• Problem requirements: Collect every line in the listing below that contains the string "green". Case matters.

• Data to use:
□ □ □ □ □ □ □

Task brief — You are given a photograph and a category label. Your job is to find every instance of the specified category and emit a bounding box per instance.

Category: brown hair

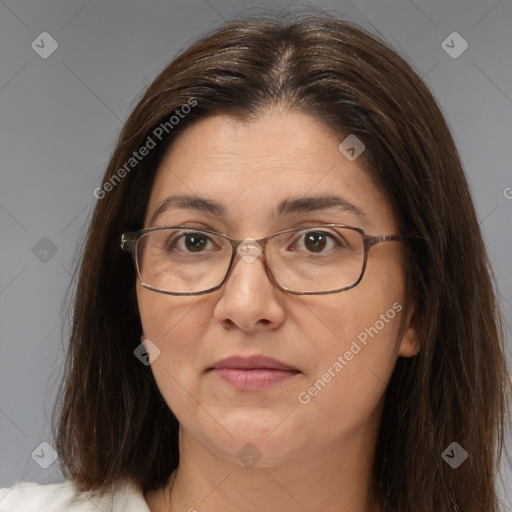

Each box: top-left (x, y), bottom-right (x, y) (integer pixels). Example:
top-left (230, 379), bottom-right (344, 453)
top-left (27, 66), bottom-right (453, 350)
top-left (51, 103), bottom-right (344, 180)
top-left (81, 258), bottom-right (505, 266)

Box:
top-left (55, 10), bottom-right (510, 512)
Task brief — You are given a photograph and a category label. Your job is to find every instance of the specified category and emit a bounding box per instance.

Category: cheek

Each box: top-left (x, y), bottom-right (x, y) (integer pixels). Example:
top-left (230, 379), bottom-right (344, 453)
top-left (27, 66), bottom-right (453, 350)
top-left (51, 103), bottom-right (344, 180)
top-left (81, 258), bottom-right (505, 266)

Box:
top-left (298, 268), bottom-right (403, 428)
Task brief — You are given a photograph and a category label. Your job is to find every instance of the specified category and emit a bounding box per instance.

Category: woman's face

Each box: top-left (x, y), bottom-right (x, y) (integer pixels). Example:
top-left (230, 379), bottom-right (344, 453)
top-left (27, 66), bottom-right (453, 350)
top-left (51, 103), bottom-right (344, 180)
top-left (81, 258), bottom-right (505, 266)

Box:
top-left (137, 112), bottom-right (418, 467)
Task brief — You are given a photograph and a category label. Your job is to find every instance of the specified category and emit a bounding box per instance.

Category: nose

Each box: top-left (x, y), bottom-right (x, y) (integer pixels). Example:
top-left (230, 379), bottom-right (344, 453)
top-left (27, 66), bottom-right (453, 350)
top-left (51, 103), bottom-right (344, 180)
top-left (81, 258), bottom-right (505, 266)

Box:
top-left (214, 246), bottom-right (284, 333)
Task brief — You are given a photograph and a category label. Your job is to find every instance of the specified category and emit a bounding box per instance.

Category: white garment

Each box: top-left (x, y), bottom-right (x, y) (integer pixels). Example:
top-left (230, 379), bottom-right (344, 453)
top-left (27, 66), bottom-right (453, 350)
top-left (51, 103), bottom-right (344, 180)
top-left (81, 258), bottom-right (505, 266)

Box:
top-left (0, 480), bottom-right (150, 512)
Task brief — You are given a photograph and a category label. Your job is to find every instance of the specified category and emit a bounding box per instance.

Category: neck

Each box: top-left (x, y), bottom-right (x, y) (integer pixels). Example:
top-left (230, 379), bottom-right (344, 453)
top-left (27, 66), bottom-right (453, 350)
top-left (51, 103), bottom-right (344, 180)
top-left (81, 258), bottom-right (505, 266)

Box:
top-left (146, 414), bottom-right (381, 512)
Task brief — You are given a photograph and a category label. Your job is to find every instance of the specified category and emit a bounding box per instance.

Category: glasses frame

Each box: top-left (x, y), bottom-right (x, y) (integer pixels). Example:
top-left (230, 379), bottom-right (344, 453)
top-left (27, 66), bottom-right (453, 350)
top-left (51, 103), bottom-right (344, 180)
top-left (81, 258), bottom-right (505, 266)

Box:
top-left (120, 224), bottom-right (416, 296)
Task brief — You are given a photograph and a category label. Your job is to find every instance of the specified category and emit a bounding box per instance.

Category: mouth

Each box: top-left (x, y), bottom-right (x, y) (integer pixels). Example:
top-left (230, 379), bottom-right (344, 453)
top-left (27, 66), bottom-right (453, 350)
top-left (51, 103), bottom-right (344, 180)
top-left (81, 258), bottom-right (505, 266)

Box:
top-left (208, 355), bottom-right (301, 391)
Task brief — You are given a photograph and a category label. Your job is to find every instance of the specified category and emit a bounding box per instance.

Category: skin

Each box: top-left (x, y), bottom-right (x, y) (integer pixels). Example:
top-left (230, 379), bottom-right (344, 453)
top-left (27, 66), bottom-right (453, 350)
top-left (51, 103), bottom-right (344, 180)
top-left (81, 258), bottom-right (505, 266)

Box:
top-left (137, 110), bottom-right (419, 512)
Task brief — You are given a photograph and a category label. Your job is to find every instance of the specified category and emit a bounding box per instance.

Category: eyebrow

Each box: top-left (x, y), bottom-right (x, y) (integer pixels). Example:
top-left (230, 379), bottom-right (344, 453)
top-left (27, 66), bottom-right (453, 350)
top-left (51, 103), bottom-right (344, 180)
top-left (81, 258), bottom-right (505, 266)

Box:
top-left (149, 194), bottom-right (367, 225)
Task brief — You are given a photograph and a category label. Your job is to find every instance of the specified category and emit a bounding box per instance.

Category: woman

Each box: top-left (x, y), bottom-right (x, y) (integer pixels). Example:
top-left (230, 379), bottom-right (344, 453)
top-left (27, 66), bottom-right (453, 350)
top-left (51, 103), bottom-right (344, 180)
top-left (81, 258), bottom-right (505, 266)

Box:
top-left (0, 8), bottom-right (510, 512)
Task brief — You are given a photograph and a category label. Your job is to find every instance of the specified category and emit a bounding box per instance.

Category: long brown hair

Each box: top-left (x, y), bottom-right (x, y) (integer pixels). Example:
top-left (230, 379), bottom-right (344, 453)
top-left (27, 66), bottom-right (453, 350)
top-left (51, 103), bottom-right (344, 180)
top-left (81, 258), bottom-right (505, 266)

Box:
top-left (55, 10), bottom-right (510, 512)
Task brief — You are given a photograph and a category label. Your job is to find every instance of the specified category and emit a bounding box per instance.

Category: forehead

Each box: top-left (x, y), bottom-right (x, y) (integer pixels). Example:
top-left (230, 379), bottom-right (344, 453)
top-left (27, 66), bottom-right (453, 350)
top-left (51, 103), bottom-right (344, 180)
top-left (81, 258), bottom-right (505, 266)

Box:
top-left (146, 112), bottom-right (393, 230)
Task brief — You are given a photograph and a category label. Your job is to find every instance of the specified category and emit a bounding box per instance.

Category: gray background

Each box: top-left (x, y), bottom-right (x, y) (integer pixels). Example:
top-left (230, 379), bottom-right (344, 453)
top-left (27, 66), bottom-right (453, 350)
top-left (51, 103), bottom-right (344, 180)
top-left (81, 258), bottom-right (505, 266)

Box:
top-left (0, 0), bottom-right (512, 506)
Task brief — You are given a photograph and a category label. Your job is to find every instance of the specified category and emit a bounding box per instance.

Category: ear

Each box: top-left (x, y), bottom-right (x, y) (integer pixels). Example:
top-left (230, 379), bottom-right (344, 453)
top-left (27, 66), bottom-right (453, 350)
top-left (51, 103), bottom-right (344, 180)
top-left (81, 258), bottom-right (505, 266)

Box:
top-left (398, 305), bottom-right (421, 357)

□ □ □ □ □ □ □

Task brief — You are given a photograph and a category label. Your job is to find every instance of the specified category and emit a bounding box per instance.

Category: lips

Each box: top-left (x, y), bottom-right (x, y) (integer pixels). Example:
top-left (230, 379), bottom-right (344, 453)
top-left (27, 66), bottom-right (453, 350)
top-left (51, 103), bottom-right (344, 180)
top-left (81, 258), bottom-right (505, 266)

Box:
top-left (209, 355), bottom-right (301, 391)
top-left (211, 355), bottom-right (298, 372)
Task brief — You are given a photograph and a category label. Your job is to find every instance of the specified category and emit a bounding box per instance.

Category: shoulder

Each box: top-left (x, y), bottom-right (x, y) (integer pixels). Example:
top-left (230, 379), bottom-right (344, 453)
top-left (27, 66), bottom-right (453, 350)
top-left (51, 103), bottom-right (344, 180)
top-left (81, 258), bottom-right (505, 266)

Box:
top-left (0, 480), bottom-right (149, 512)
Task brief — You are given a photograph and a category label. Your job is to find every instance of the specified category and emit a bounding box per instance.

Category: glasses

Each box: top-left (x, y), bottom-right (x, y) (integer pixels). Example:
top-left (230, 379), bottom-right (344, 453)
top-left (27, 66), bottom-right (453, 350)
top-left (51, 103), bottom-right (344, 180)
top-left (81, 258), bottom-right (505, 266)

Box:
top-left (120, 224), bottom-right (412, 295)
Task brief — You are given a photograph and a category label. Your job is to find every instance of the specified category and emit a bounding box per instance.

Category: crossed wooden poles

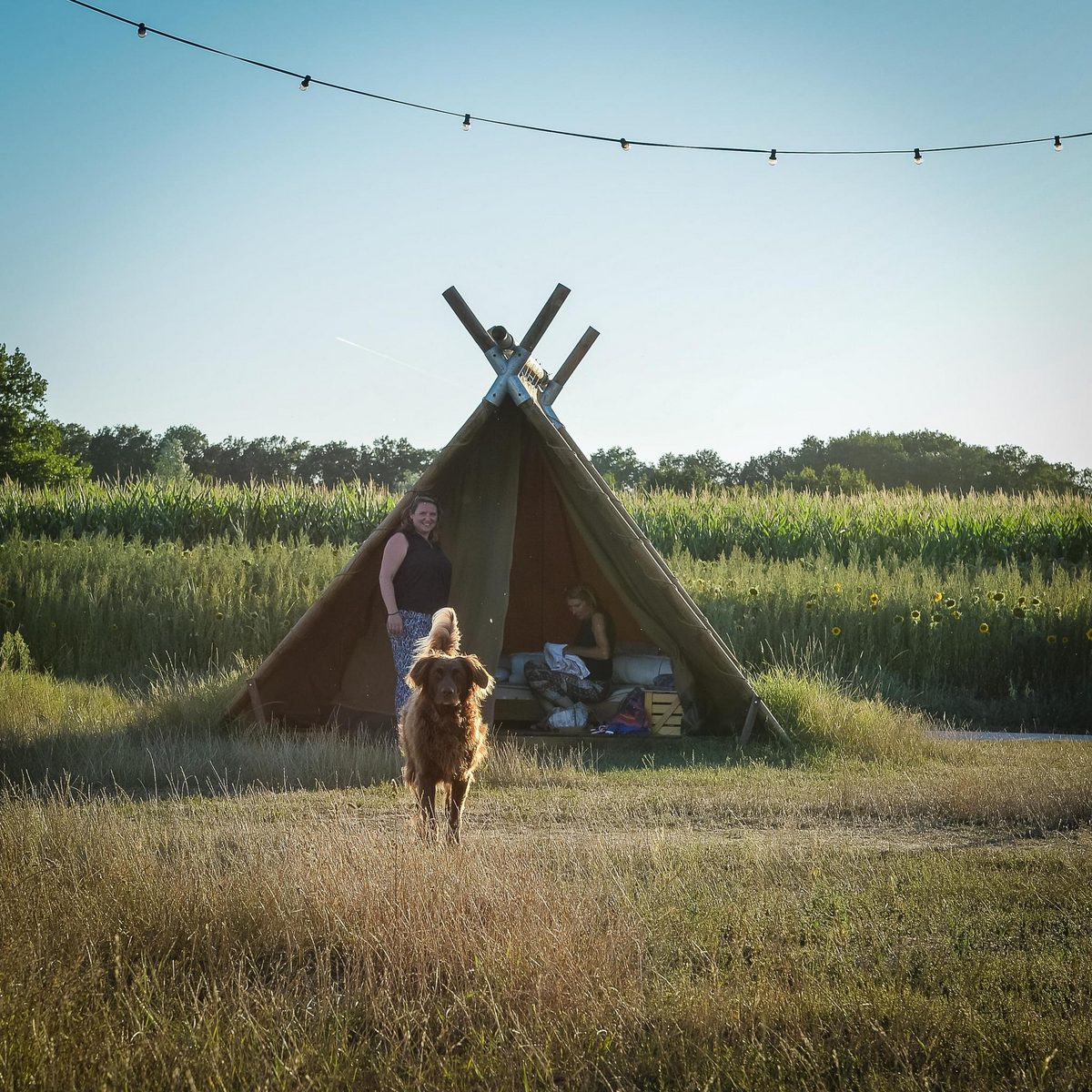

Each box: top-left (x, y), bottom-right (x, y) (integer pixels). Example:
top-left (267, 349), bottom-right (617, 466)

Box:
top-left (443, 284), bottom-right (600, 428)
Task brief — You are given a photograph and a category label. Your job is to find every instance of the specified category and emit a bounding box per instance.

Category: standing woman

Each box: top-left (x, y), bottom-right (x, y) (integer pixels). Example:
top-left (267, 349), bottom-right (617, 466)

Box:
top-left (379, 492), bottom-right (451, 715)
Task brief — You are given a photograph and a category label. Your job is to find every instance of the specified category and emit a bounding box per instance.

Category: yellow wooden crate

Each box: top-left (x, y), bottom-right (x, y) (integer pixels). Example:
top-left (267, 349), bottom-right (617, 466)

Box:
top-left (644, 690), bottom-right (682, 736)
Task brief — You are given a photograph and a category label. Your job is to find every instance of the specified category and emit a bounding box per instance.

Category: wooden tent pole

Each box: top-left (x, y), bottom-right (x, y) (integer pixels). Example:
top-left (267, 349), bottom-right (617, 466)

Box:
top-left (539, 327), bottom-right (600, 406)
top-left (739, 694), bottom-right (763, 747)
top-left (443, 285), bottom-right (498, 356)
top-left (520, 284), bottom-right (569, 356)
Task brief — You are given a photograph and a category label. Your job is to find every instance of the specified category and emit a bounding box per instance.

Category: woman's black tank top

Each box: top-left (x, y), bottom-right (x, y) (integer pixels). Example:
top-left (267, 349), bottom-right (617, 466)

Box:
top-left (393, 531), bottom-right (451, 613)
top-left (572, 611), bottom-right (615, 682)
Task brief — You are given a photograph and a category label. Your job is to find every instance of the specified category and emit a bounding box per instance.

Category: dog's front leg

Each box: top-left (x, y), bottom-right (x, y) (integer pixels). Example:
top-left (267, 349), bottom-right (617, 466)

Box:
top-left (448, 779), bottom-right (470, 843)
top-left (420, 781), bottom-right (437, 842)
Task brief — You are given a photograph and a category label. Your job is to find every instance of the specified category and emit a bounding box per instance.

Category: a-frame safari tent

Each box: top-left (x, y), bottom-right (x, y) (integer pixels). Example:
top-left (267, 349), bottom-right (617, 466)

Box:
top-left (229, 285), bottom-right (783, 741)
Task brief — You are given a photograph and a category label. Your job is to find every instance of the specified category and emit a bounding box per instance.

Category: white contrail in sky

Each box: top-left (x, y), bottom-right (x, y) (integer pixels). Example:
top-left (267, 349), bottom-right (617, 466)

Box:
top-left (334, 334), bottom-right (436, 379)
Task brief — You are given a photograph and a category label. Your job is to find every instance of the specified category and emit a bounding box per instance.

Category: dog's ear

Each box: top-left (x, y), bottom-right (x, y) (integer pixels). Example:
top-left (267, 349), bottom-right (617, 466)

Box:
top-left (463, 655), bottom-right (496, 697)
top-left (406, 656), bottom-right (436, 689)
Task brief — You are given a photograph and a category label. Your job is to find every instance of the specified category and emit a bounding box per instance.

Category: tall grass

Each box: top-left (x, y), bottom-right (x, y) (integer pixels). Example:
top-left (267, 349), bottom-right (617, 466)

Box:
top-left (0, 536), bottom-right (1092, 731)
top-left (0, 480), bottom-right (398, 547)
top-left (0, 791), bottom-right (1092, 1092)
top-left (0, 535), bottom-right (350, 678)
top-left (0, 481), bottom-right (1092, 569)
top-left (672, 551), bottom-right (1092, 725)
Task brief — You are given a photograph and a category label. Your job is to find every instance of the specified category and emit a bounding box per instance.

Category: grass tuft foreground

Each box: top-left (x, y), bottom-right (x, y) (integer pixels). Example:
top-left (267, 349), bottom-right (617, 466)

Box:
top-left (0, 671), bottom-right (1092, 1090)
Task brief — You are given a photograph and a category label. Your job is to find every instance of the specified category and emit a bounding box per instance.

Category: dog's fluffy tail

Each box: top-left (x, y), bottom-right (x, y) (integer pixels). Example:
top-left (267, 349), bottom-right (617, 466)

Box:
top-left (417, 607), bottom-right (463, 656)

□ □ □ □ □ □ □

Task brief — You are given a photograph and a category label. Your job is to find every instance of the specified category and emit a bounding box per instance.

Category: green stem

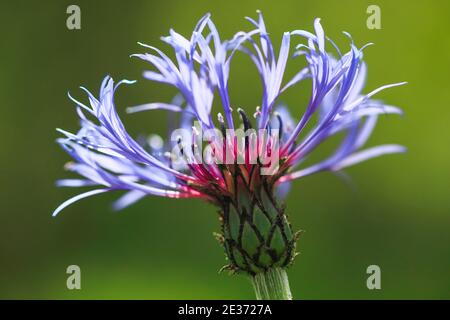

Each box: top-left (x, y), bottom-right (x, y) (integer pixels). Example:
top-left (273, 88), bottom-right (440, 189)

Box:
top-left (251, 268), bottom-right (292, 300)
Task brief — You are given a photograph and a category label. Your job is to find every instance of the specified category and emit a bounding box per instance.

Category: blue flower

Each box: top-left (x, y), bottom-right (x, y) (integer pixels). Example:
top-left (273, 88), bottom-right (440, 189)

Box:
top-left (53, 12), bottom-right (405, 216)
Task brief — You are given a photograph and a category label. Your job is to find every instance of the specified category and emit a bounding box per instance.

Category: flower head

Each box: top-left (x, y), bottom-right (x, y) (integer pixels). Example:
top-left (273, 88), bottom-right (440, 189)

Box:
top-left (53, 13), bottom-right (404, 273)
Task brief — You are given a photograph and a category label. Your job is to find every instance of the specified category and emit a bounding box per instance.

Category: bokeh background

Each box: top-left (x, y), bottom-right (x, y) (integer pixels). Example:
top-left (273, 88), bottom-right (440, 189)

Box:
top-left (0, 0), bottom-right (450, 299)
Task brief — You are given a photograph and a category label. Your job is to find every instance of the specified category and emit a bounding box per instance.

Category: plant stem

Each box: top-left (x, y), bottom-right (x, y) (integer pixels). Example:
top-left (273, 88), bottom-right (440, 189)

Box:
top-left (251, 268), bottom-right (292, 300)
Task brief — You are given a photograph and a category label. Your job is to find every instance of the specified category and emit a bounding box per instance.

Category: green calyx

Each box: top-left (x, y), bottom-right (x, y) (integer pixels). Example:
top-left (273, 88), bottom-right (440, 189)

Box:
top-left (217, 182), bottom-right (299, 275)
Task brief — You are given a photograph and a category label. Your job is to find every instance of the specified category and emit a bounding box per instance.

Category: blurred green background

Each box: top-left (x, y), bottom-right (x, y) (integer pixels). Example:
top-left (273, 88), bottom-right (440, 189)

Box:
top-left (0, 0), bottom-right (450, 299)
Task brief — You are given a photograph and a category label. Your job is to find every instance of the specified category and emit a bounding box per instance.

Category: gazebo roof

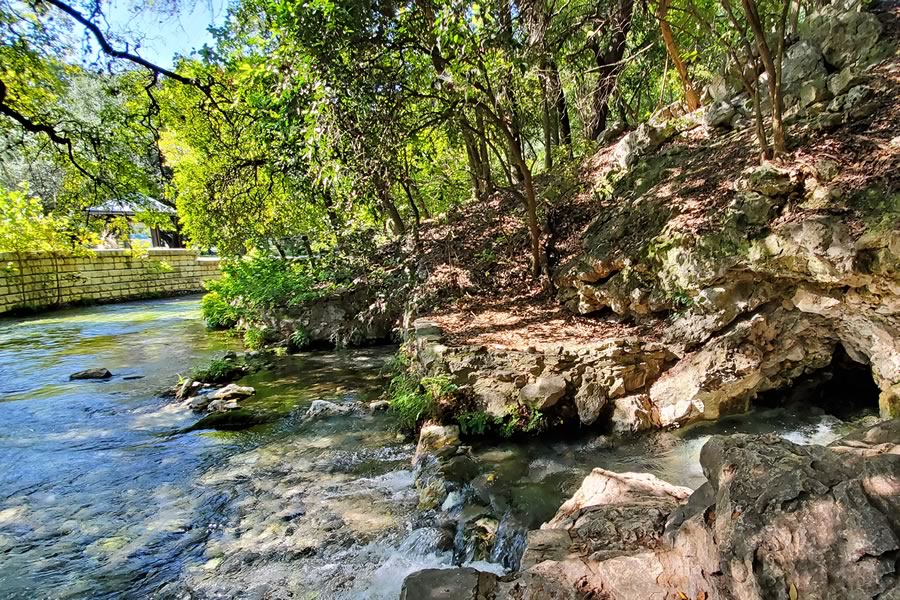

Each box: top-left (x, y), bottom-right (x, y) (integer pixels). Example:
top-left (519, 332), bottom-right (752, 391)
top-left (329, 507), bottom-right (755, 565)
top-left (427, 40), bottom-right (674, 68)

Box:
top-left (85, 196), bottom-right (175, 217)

□ □ □ □ □ □ □

• Correct answer:
Category: green stem
Category: green calyx
Category: blurred green background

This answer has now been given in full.